# Auszug:

%%

Von Daniela Kuhr, Miesbach

Da gibt es gar nichts schön zu reden, es war offensichtlich: So gut wie niemand interessierte sich am Samstagmorgen im Miesbacher Waitzinger Keller für das, was Ilse Aigner zu sagen hat. Fast keiner der 400 Delegierten des Bezirksparteitags hörte zu, während sich die Chefin der CSU Oberbayern gute 40 Minuten lang abmühte. Die Gäste plauderten, aßen Weißwürste oder Wienerle, tranken Spezi oder Weißbier - und Aigner forderte derweil beim Thema Flüchtlinge eine "faire Lastenverteilung in Europa". Sie betonte, dass die Energiewende mehr sei "als nur Leitungen bauen", sie kritisierte die Umsetzung des Mindestlohns als "Heimsuchung" und stellte fest, dass die Digitalisierung "eine Riesenchance" sei - "eine Riesenchance".

%%

# Datensätze:
%%

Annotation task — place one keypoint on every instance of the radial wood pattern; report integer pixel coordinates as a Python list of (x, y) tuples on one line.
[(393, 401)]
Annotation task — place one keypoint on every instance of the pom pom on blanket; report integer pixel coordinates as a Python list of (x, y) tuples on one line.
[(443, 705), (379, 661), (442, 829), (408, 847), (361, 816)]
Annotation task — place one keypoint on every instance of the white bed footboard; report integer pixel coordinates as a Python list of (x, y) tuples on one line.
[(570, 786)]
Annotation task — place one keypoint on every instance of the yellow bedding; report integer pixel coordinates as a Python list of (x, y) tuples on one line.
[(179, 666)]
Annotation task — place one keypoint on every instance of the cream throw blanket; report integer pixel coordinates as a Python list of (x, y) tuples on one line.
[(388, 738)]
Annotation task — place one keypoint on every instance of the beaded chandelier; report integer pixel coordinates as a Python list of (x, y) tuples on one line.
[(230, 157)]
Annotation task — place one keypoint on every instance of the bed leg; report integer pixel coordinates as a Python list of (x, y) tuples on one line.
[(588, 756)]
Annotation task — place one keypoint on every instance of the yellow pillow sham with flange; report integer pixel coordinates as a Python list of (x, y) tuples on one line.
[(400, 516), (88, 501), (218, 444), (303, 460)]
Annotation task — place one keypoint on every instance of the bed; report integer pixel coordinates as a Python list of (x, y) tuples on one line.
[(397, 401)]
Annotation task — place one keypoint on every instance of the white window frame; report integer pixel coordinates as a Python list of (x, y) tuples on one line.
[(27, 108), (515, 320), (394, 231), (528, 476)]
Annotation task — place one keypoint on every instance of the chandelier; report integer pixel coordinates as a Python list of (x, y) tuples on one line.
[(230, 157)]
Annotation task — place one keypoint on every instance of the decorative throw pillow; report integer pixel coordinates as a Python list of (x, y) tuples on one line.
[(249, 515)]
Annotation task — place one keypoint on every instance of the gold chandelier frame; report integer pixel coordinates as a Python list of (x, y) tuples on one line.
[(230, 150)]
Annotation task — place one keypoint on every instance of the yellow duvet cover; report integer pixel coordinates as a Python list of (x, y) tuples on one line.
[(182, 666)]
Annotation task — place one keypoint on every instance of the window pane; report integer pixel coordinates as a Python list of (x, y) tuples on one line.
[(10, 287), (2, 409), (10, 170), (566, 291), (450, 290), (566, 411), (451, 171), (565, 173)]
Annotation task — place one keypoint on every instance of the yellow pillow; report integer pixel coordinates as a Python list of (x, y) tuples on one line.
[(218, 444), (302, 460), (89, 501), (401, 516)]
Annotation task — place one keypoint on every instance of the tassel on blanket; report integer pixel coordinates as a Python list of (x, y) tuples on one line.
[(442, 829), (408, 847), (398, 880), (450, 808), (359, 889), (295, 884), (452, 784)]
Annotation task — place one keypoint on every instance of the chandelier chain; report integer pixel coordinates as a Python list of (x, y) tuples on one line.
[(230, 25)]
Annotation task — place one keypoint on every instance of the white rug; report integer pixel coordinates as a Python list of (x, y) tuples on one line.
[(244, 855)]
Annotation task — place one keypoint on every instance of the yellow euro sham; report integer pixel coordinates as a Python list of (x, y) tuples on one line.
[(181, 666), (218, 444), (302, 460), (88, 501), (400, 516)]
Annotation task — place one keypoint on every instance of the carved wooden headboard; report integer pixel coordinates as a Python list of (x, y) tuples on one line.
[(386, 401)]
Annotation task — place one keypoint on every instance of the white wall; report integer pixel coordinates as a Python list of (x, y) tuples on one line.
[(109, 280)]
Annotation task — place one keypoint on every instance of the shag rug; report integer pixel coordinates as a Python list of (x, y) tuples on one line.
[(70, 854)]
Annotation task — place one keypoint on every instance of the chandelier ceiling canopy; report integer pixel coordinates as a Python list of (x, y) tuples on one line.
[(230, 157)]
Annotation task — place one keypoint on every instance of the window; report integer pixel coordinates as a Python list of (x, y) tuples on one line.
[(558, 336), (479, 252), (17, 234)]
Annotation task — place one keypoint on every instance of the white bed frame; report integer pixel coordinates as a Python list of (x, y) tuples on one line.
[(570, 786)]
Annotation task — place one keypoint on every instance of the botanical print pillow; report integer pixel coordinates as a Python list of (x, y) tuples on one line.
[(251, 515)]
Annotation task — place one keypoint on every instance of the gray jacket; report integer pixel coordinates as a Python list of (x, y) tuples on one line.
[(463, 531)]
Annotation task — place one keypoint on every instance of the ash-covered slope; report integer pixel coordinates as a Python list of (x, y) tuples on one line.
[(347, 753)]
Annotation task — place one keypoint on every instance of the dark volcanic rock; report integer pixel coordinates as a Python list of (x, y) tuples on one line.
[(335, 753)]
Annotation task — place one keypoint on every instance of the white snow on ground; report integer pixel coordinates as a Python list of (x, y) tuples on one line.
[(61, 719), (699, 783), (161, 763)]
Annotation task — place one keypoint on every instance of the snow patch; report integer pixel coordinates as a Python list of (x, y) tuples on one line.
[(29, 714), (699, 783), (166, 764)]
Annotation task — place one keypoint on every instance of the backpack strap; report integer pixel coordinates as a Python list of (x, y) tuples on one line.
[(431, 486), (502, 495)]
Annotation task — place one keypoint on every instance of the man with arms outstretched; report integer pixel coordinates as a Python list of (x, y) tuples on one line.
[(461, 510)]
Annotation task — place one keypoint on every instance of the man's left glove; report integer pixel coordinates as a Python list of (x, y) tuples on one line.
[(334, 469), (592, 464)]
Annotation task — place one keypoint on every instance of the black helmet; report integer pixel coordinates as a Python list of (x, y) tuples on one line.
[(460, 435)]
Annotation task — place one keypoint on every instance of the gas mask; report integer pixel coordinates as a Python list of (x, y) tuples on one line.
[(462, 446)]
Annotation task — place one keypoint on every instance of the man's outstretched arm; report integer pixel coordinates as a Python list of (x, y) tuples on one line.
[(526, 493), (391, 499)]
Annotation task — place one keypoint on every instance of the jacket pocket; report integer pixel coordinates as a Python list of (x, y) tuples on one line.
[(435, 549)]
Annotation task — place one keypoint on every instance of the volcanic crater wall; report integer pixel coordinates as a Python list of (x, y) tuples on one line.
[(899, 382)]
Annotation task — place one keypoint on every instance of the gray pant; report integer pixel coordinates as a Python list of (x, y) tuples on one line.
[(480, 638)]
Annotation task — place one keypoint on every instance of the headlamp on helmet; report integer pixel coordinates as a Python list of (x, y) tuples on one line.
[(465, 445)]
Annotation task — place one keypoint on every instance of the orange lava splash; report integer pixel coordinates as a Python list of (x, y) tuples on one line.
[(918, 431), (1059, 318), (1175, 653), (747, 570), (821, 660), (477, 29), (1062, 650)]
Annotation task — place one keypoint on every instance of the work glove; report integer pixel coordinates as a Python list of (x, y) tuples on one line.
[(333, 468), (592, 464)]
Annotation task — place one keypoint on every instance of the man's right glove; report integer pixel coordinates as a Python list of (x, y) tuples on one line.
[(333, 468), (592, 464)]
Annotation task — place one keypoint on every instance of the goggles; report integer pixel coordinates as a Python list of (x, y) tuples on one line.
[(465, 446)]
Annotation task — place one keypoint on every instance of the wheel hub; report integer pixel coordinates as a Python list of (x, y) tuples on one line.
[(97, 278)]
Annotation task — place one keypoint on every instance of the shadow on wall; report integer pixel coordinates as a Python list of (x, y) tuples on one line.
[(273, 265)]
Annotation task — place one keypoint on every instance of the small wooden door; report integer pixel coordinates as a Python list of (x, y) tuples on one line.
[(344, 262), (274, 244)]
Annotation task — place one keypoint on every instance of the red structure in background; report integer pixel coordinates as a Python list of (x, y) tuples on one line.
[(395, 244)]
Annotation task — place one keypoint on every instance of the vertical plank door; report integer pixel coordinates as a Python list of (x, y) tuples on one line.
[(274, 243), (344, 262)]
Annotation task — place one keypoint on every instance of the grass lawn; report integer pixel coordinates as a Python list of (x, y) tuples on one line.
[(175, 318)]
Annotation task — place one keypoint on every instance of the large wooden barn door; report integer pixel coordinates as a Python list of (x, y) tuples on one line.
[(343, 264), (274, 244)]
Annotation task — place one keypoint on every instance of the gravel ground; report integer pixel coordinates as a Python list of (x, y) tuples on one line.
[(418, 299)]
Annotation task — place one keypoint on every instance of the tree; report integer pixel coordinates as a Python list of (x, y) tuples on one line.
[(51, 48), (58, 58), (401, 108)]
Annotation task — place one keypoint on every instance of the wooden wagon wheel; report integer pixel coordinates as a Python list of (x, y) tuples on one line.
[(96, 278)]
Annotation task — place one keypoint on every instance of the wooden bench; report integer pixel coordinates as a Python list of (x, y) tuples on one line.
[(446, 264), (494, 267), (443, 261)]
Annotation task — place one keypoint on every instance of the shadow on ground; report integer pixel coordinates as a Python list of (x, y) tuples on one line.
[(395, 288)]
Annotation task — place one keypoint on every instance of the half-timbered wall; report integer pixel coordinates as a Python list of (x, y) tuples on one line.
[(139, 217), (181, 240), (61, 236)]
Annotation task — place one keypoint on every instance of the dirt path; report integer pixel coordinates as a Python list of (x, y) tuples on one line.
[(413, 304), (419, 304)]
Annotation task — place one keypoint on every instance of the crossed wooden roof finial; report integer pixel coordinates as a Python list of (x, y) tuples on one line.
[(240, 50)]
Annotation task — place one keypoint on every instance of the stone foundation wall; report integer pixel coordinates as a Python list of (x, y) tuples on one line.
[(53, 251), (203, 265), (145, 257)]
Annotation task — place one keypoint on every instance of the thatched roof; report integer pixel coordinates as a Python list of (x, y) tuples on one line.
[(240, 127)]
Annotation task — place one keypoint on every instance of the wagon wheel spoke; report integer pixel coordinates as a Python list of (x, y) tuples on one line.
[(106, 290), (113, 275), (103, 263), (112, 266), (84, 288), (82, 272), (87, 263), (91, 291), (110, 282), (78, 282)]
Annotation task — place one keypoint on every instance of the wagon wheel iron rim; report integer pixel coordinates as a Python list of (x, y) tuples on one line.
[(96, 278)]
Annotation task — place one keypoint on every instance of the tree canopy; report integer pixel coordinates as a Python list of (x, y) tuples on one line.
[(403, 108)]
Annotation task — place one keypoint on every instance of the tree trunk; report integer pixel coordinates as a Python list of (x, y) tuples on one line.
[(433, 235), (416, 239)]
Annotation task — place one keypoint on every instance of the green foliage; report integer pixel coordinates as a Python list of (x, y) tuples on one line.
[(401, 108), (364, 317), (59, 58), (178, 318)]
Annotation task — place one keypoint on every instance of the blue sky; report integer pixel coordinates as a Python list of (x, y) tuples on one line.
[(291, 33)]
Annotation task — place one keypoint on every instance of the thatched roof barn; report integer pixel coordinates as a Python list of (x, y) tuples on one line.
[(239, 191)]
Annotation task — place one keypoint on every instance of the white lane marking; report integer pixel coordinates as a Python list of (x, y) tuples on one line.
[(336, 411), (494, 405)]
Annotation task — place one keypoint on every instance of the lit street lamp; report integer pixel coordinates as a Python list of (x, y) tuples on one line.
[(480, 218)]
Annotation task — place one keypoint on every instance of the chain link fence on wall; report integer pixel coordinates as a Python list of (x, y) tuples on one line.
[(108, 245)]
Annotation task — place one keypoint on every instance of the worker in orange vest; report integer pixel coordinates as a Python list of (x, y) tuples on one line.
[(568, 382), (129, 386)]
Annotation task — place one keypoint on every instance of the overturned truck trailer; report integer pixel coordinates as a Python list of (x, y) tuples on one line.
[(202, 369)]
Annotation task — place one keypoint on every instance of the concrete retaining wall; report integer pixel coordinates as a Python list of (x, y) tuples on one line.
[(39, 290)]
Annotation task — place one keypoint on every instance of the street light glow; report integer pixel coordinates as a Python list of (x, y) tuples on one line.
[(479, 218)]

%%

# Zu erledigende Aufgabe:
Setzen Sie den Auszug über Ilse Aigners Rede beim Bezirksparteitag der CSU Oberbayern in Miesbach im Anschluss an seinen letzten Satz fort. Die Einträge sind hierfür ohne Bedeutung.

# Schriftliche Antwort:
Alles wichtig, doch keiner hörte zu. Schlimm? Ach was, bekanntlich zählt ja nur, was am Ende dabei rauskommt - also das Ergebnis. Und das hat am Samstag gestimmt: Mit ganzen 96,3 Prozent der Stimmen wählten die Delegierten Aigner am frühen Nachmittag erneut zur Bezirkschefin und gaben damit das klare Signal: Wir stehen hinter ihr - was nicht die schlechteste Voraussetzung ist, um weiterhin neben dem aus Franken kommenden Finanzminister Markus Söder als aussichtsreiche Kandidatin für die Nachfolge des bayerischen Ministerpräsidenten und CSU-Chefs Horst Seehofer zu gelten.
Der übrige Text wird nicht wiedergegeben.